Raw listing
------------------------------------------------------------
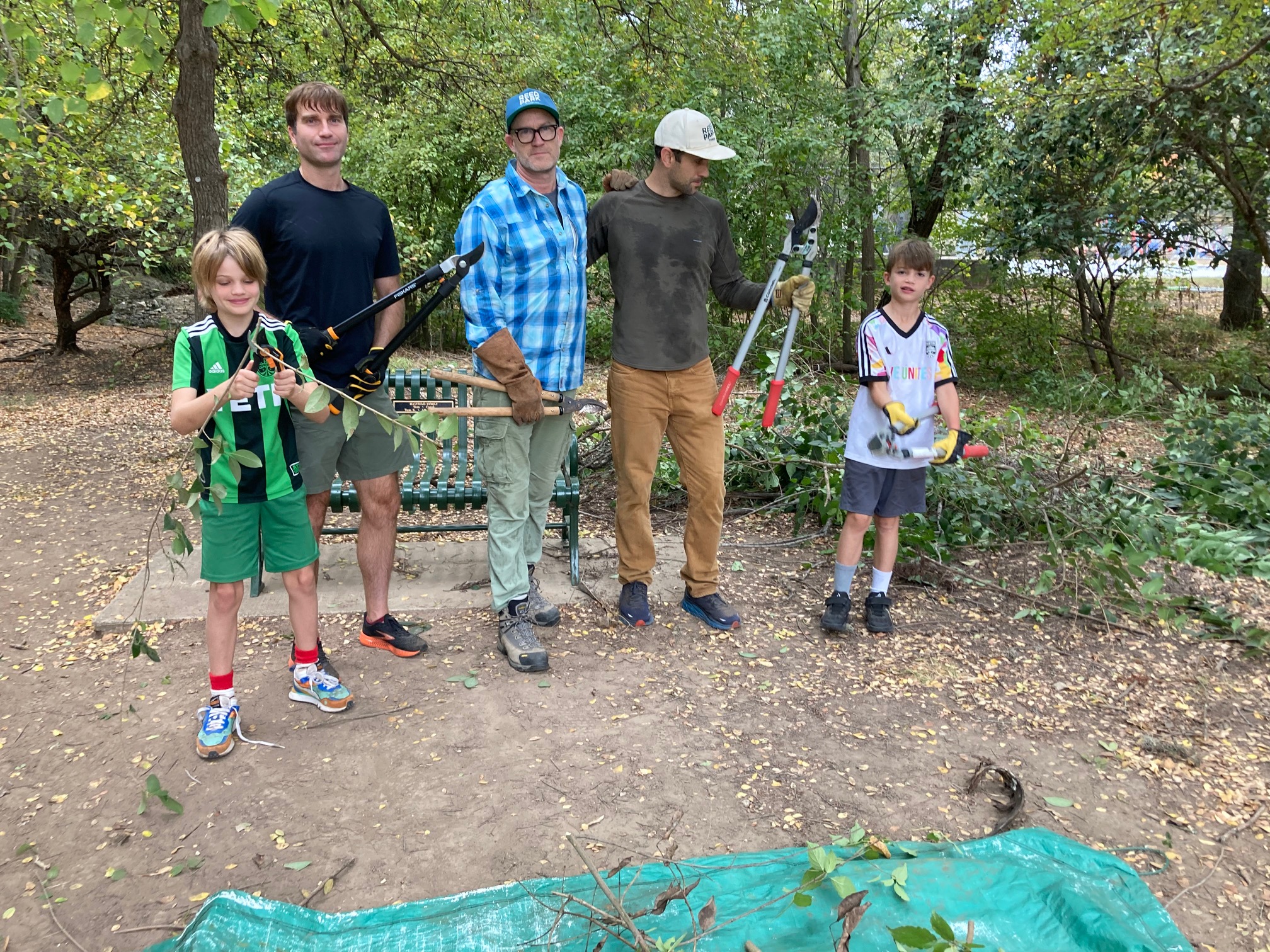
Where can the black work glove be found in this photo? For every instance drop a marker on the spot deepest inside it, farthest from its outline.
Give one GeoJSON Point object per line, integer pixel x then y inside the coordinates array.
{"type": "Point", "coordinates": [318, 343]}
{"type": "Point", "coordinates": [365, 380]}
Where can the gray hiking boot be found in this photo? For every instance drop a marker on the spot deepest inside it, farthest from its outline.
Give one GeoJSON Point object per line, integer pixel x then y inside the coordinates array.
{"type": "Point", "coordinates": [541, 611]}
{"type": "Point", "coordinates": [516, 639]}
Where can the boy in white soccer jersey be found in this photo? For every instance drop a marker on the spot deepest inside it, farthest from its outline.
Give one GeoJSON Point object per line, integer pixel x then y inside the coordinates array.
{"type": "Point", "coordinates": [906, 366]}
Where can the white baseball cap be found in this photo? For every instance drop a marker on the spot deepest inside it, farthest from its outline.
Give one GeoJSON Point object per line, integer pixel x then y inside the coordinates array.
{"type": "Point", "coordinates": [690, 132]}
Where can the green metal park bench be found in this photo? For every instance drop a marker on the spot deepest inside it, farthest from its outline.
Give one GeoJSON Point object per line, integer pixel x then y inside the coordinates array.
{"type": "Point", "coordinates": [455, 482]}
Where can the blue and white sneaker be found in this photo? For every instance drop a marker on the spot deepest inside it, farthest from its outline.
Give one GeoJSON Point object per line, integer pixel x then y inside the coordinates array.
{"type": "Point", "coordinates": [314, 686]}
{"type": "Point", "coordinates": [216, 734]}
{"type": "Point", "coordinates": [712, 609]}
------------------------------------------------------------
Express every line of the listing above as a JSON list of strings, one string per line, leaving out blank lines and the picture lines.

> **RESPONSE TO THIS EXERCISE**
[
  "Where can the black work glove be found in this photo? For every instance drop a marker on the spot deepest inside it, farthest from its outline.",
  "Give one GeoJSON Point object per line, integer pixel x then y inside the coordinates array.",
  "{\"type\": \"Point\", \"coordinates\": [318, 343]}",
  "{\"type\": \"Point\", \"coordinates\": [365, 380]}",
  "Where can the gray hiking boot be found in this photo? For every instance drop a marker on the spot deepest inside it, farthest from its outline.",
  "Give one GeoJSON Point object per line, integer pixel x then y inside the coordinates array.",
  "{\"type\": \"Point\", \"coordinates\": [541, 611]}",
  "{\"type\": \"Point\", \"coordinates\": [516, 639]}",
  "Where can the boy in white soccer jersey be found in this photo? For every instance drop a marker on the spot deepest inside it, farthest from its outline.",
  "Give one GeoJSON Point object per line, integer pixel x then y inside the coordinates array.",
  "{\"type\": \"Point\", \"coordinates\": [906, 366]}",
  "Where can the white baseball cap be found in this photo? For every instance drop a marker on the spot deepest inside it, farthest from its outline.",
  "Give one GeoJSON Point object per line, integer pixel x then y inside the coordinates array.",
  "{\"type\": \"Point\", \"coordinates\": [690, 132]}",
  "Where can the green metal park bench be found in this photo? For every instance drop a marker on the spot deepest inside it, farthest from its outline.",
  "Give one GeoJSON Point object per line, integer pixel x then y inside the coordinates array.",
  "{\"type\": \"Point\", \"coordinates\": [455, 482]}",
  "Where can the blue and white sneaker be found in this photo? For every instance drop a marker on the spot deepest inside it, farthest from its outline.",
  "Give one GeoJSON Point object per line, integer pixel x then y inside the coordinates array.",
  "{\"type\": \"Point\", \"coordinates\": [314, 686]}",
  "{\"type\": \"Point\", \"coordinates\": [216, 734]}",
  "{\"type\": \"Point\", \"coordinates\": [712, 609]}"
]